Begin Entries supplied

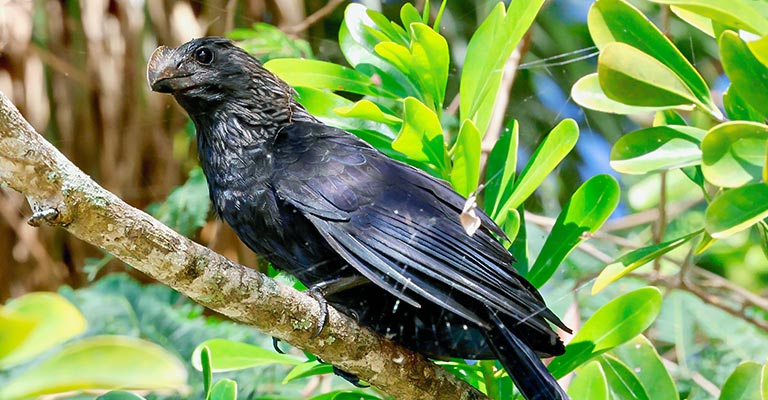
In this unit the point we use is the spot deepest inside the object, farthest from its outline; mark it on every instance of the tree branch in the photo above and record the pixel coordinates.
(61, 194)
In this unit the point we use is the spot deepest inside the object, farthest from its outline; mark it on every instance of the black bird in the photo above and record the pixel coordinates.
(378, 239)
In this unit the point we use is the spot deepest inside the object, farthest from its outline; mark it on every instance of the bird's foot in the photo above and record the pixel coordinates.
(353, 379)
(276, 345)
(318, 294)
(320, 290)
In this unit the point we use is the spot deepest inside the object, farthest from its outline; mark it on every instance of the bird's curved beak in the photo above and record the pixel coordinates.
(164, 73)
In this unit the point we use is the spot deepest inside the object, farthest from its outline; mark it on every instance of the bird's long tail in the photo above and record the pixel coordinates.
(530, 375)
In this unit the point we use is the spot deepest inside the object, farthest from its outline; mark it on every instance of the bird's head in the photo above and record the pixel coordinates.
(207, 73)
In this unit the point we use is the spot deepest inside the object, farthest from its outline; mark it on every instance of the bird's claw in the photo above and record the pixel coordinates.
(46, 216)
(353, 379)
(276, 345)
(317, 294)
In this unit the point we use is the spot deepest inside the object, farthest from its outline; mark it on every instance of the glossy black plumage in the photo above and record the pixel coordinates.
(321, 204)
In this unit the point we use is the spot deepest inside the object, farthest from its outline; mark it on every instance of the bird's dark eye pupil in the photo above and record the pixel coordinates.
(204, 56)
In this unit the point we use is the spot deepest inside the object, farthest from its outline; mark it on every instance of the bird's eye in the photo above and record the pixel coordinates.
(204, 55)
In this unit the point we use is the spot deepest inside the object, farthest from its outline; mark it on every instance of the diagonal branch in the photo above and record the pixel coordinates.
(61, 194)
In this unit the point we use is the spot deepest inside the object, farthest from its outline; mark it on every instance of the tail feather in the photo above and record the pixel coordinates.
(530, 375)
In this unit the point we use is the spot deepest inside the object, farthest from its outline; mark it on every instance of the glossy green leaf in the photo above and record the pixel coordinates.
(612, 325)
(100, 362)
(553, 149)
(324, 75)
(421, 137)
(743, 383)
(759, 49)
(487, 52)
(15, 331)
(736, 108)
(55, 321)
(612, 21)
(500, 170)
(584, 213)
(636, 259)
(357, 39)
(120, 395)
(225, 389)
(629, 76)
(749, 77)
(656, 149)
(622, 381)
(323, 104)
(465, 173)
(736, 13)
(698, 21)
(590, 383)
(409, 15)
(736, 209)
(227, 355)
(309, 368)
(366, 109)
(642, 358)
(733, 153)
(587, 93)
(425, 61)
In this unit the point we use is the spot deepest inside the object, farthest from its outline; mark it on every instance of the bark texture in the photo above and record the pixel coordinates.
(60, 194)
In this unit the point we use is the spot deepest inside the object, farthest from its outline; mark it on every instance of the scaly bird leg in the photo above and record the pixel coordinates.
(320, 290)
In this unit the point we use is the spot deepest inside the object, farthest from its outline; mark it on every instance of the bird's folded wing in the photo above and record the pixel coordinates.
(400, 228)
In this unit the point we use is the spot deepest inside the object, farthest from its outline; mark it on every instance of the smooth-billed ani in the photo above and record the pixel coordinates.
(376, 238)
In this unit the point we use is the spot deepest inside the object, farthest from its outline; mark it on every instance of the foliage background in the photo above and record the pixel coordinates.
(76, 71)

End Entries supplied

● **Work instructions**
Beginning with the line that contains "the glossy green", repeat every line through the end of the records and nothing more.

● **Answer for this exercise**
In this unit the point we use is the spot deepest inside the object, farthest from its outline; mark it on every instance of the glossy green leaf in the photo above and record the pixel coordinates.
(612, 325)
(100, 362)
(553, 149)
(324, 75)
(421, 137)
(743, 383)
(759, 49)
(487, 52)
(15, 331)
(736, 108)
(55, 321)
(612, 21)
(500, 170)
(584, 213)
(636, 259)
(357, 39)
(120, 395)
(225, 389)
(629, 76)
(749, 77)
(656, 149)
(622, 381)
(323, 104)
(465, 173)
(736, 13)
(698, 21)
(590, 383)
(409, 15)
(736, 209)
(227, 355)
(309, 368)
(366, 109)
(642, 358)
(733, 153)
(587, 93)
(425, 61)
In this unit the point we use is the spot deepest inside the object, farthest from its outline; mark it on every instance of the bark texture in the photo above and record the pixel coordinates.
(60, 194)
In this unit the point we use is the spot deepest inside the object, farthest from its outline; mark it on every instance of the scaly bird leg in the photo above and record the pixel coordinates.
(320, 290)
In this unit the point we use is the spot deepest inside the object, farthest from its outline; mark it on every instance of the bird's folded wing in the photo above and record the pixel coordinates.
(400, 228)
In this unit the point we use is the spot deepest inside the object, farthest from its outline; mark it on every instance of the smooth-billed ani in the photo above and record the pixel coordinates.
(376, 238)
In this unit the point we use is the spot deepest inside the object, farthest from its outline; mark it on every instance of the foliage background in the photo above and record the pixel coordinates.
(76, 71)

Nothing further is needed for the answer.